[Start of section]
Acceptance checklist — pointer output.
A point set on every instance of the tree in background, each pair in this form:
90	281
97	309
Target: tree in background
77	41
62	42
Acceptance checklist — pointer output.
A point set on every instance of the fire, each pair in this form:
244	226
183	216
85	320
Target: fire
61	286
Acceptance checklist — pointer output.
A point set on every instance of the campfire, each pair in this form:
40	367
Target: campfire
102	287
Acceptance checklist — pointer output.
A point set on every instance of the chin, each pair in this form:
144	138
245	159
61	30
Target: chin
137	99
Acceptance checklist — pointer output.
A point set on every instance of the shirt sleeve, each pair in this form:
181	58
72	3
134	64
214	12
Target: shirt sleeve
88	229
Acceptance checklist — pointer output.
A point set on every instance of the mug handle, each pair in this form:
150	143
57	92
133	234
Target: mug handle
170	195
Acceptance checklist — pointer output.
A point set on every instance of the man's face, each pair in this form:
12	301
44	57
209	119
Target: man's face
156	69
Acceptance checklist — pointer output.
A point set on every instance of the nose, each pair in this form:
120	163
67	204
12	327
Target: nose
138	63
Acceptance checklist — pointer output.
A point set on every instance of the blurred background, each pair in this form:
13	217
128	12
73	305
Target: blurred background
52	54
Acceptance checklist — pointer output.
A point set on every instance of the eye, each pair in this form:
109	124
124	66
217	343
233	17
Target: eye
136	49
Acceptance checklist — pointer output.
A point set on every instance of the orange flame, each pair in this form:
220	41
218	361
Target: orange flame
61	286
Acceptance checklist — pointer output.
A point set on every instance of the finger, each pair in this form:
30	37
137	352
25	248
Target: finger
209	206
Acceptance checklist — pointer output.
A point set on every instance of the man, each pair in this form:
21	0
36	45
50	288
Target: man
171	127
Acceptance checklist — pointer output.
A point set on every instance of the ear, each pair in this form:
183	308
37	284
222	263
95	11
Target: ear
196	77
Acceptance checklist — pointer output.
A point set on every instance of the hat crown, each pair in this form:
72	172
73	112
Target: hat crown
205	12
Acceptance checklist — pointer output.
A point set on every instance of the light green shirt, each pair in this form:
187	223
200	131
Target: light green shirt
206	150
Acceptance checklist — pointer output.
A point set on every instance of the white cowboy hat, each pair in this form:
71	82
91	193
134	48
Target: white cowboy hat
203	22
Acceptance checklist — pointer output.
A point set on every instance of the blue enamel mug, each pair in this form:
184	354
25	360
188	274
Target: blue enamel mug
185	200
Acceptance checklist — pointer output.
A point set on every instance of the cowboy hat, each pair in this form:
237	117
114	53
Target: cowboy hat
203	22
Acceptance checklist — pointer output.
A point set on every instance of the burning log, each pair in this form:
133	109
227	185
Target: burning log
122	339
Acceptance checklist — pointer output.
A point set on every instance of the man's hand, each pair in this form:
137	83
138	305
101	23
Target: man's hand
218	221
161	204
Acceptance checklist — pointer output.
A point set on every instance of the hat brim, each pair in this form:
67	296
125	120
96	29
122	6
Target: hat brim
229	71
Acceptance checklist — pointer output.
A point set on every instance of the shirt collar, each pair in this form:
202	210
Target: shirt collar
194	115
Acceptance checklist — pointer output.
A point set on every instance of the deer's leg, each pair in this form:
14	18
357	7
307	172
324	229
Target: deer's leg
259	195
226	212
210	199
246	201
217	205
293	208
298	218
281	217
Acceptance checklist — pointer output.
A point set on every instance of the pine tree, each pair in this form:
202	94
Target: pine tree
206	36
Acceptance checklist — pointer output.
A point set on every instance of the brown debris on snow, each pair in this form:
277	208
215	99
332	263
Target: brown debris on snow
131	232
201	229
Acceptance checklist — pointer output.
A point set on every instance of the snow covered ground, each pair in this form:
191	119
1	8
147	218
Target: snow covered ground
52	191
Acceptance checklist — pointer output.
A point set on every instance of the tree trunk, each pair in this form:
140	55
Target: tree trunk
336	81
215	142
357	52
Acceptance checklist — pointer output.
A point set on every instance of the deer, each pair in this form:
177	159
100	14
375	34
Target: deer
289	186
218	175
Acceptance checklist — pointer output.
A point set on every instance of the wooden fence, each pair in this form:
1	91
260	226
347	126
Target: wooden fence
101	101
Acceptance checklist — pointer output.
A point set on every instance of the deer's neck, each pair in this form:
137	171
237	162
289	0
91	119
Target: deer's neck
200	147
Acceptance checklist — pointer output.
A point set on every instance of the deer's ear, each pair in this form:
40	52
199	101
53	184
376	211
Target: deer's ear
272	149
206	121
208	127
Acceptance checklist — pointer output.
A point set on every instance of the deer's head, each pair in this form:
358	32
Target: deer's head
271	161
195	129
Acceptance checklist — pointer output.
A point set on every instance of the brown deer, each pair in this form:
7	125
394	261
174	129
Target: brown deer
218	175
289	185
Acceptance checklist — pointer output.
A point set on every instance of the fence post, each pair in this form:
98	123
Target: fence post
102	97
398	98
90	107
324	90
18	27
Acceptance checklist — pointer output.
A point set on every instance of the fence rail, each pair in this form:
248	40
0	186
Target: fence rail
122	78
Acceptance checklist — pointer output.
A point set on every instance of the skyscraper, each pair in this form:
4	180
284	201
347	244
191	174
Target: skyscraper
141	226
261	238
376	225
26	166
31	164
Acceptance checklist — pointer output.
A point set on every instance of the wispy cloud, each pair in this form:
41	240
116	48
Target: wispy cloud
[End of section]
• **Your instructions**:
Could you print all of the entries again exactly as they stand?

• **Result for this task**:
Acceptance checklist — pointer output.
A point set on every instance of the tree in background, each pair in this form:
90	281
97	309
Target: tree in background
77	41
62	42
Acceptance checklist — pointer output.
A point set on every instance of the fire, each pair in this form:
244	226
183	216
85	320
Target: fire
61	286
Acceptance checklist — pointer output.
A point set on every instance of the campfire, each pair in this form:
40	367
Target: campfire
102	287
Acceptance checklist — pointer output.
A point set on every instance of the chin, each pair in this form:
144	138
245	159
61	30
Target: chin
137	99
Acceptance checklist — pointer output.
A point set on every instance of the shirt sleeve, each pair in this form:
181	58
72	3
134	64
214	12
Target: shirt sleeve
88	229
Acceptance checklist — pointer output.
A point set on every instance of the mug handle, each pair in this form:
150	143
57	92
133	234
Target: mug handle
170	195
Acceptance checklist — pointer output.
A point set on every instance of the man's face, each pair in this form:
12	301
44	57
209	119
Target: man's face
156	69
Acceptance checklist — pointer output.
A point set on every instance of the nose, each pair in this form:
120	163
67	204
12	327
Target: nose
138	63
Acceptance checklist — pointer output.
A point set on every instance of the blurred background, each pair in this form:
13	217
128	12
73	305
Target: blurred background
52	54
Acceptance checklist — pointer output.
A point set on every instance of the eye, each pair in this form:
109	124
124	66
217	343
233	17
Target: eye
136	49
Acceptance checklist — pointer output.
A point set on every instance of the orange flame, each pair in this form:
220	41
218	361
Target: orange flame
61	286
Acceptance checklist — pointer output.
A point set on every instance of the finger, each pair in this form:
30	37
137	352
25	248
Target: finger
209	206
Acceptance checklist — pointer output.
A point set on every instance of the man, each pair in this form:
21	0
36	45
50	288
Target: man
171	127
Acceptance checklist — pointer output.
A point set on every instance of the ear, each pair in this form:
183	308
37	284
222	263
95	11
Target: ear
196	77
Acceptance checklist — pointer output.
A point set on every instance of the hat crown, each pair in this form:
72	172
73	112
Target: hat crown
205	12
Acceptance checklist — pointer output.
A point set on every instance of the light green shirt, each pair in this form:
187	223
200	131
Target: light green shirt
206	150
Acceptance checklist — pointer output.
A point set on every instance of the white cowboy hat, each pair in this form:
71	82
91	193
134	48
Target: white cowboy hat
203	22
Acceptance checklist — pointer output.
A point set on every instance of the blue enamel mug, each pair in this form:
184	354
25	360
188	274
Target: blue enamel mug
185	200
Acceptance checklist — pointer output.
A point set on every instance of the cowboy hat, each pair in this form:
237	117
114	53
Target: cowboy hat
203	22
Acceptance checklist — pointer output.
A point set on every instance of the burning log, each pair in this form:
133	109
227	185
Target: burning log
122	339
Acceptance checklist — pointer output.
A point set on every instance of the man's hand, each pair in this form:
137	83
138	305
101	23
Target: man's hand
218	221
161	204
Acceptance checklist — pointer output.
A point set on every instance of the hat brim, each pair in this form:
67	296
125	120
96	29
122	6
Target: hat brim
229	71
Acceptance checklist — pointer output.
A point set on every instance of the shirt collar, each pair in this form:
202	210
Target: shirt collar
194	115
Acceptance checklist — pointer output.
A point set on every instance of the deer's leg, each pair in this form:
14	18
357	7
307	172
324	229
Target: deer's leg
259	195
226	212
210	199
246	201
217	205
293	208
298	218
281	217
Acceptance checklist — pointer output.
A point set on every instance of the pine tree, each pair in this form:
202	94
Target: pine tree
206	36
Acceptance checklist — pointer output.
A point set on every instance of the brown debris on snow, each pair in this form:
277	208
215	99
332	263
Target: brown debris on snow
131	232
201	229
Acceptance checklist — pointer output.
A point set on every instance of the snow covered ground, each pair in this form:
191	119
1	8
147	218
Target: snow covered ground
52	191
Acceptance checklist — pointer output.
A point set on every instance of the tree trunk, each pair in this form:
140	55
Target: tree trunk
336	81
215	142
357	52
Acceptance checklist — pointer output.
A point set on every instance of the deer, each pair in this form:
177	159
100	14
375	34
Target: deer
289	186
218	175
Acceptance checklist — pointer output.
A point set on every instance of the wooden fence, each pair in this form:
1	91
260	226
347	126
Target: wooden fence
101	101
Acceptance checklist — pointer output.
A point set on every instance of the deer's neck, each pair in this form:
137	171
237	162
289	0
91	119
Target: deer's neck
200	147
Acceptance checklist — pointer output.
A point set on every instance of the deer's ear, each pair in this form:
40	52
199	101
53	184
376	211
Target: deer's ear
272	149
206	121
208	127
Acceptance checklist — pointer output.
A point set on every instance of the deer's head, each pair in this form:
358	32
Target: deer's head
271	161
195	129
Acceptance checklist — pointer output.
A point set on every instance of the brown deer, each pair in this form:
7	125
394	261
174	129
Target: brown deer
218	175
289	185
Acceptance checklist — pointer output.
A point set on every instance of the fence post, each pair in this form:
98	123
Target: fence post
102	97
398	98
90	107
324	90
18	27
Acceptance checklist — pointer output.
A point set on every instance of the fence rail, each pair in this form:
248	40
0	186
Target: fence rail
122	78
Acceptance checklist — pointer output.
A point set on every instance of the skyscraper, each pair in this form:
4	180
284	201
347	244
191	174
Target: skyscraper
141	226
261	238
376	225
26	166
31	164
Acceptance checklist — pointer output.
A point set on every instance of the wispy cloud, each pair in this form:
41	240
116	48
Target: wispy cloud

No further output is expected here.